━━━ Data section ━━━

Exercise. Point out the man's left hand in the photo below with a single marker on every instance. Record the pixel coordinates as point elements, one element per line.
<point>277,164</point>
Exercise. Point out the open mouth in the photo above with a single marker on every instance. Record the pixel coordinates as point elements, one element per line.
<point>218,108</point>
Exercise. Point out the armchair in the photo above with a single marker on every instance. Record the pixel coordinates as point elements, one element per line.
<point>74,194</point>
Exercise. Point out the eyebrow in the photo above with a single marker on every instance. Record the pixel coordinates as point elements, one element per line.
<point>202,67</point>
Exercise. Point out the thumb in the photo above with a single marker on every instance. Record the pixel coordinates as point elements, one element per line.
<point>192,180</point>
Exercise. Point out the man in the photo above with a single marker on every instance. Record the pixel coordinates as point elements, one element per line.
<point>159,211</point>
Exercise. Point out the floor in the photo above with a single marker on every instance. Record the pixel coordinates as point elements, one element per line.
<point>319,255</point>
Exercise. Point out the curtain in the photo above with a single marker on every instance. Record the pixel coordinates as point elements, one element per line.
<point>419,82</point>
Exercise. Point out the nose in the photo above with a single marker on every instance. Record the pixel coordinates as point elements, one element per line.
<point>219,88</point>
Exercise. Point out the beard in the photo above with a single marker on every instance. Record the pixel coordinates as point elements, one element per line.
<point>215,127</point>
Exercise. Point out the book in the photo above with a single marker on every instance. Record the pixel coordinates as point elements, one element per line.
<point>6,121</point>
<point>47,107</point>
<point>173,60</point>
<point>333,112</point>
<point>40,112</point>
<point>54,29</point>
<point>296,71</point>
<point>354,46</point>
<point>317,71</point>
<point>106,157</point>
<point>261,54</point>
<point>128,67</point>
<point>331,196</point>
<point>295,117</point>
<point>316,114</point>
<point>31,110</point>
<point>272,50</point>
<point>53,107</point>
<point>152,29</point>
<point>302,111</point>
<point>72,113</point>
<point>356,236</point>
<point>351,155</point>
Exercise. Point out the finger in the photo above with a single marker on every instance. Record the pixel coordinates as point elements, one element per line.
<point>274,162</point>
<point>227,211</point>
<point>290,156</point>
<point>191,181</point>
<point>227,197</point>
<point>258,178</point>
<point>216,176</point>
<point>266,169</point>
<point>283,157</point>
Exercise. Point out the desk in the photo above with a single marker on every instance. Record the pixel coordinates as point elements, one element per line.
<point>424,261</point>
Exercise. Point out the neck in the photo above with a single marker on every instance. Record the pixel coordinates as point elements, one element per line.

━━━

> _The problem_
An exact copy of every record is needed; write it out in full.

> _Response to the task_
Exercise. Point out the man's left hand in the photo below with a single marker on every instance. Record the pixel coordinates as point elements, one element per line.
<point>277,164</point>
Exercise. Point out the open mouth in the photo above with a single marker on every instance. Record the pixel coordinates as point elements, one element per line.
<point>218,108</point>
Exercise. Point out the armchair in the photo above with a single marker on every instance. Record the pixel coordinates as point elements, one element per line.
<point>74,194</point>
Exercise. Point out the eyebrow in the photo above with a single marker on every instance. Record the pixel coordinates as point elements, one element per line.
<point>202,67</point>
Exercise. Point out the thumb in the photo above with a single marker on every instance. Record the pixel coordinates as point elements, one element per line.
<point>192,180</point>
Exercise. Point out the man in the photo above with a single marker on every instance. Record the pixel coordinates as point elements, one element per line.
<point>159,211</point>
Exercise. Point out the floor in the photo above with a single marker on every instance. Record the pixel coordinates as point elements, one element per line.
<point>319,255</point>
Exercise. Point out the curtain in the photo above with a single marker on every instance. Record the pixel coordinates as point elements, one element per line.
<point>419,82</point>
Exercise. Point out the nose in the photo above with a single marker on every instance. Record the pixel coordinates as point elements, one element per line.
<point>219,88</point>
Exercise. Point out the beard in the photo above with a single marker on every instance. Record the pixel coordinates as point elements, one element per line.
<point>215,127</point>
Exercise. Point out the book in the photo above with a single marker on every instance. Record the pixel coordinates as point elements, one element per line.
<point>6,121</point>
<point>47,107</point>
<point>173,60</point>
<point>333,112</point>
<point>40,112</point>
<point>54,29</point>
<point>296,71</point>
<point>354,46</point>
<point>317,71</point>
<point>106,157</point>
<point>261,54</point>
<point>128,67</point>
<point>331,196</point>
<point>295,117</point>
<point>316,114</point>
<point>31,110</point>
<point>272,50</point>
<point>53,107</point>
<point>152,29</point>
<point>302,111</point>
<point>72,113</point>
<point>356,236</point>
<point>351,155</point>
Exercise. Point out the finger in the photo above with a single marker on every instance. Record the pixel coordinates as point elements, one element per line.
<point>274,162</point>
<point>227,211</point>
<point>290,156</point>
<point>191,181</point>
<point>227,197</point>
<point>258,178</point>
<point>216,176</point>
<point>266,169</point>
<point>283,157</point>
Exercise. Point out the desk in the photo above with a single marker on every instance. Record the pixel coordinates as point elements, one element per line.
<point>424,261</point>
Exercise. Point out the neck in the photo above with a single marker on every instance. Record the pixel coordinates as point elements, one element per line.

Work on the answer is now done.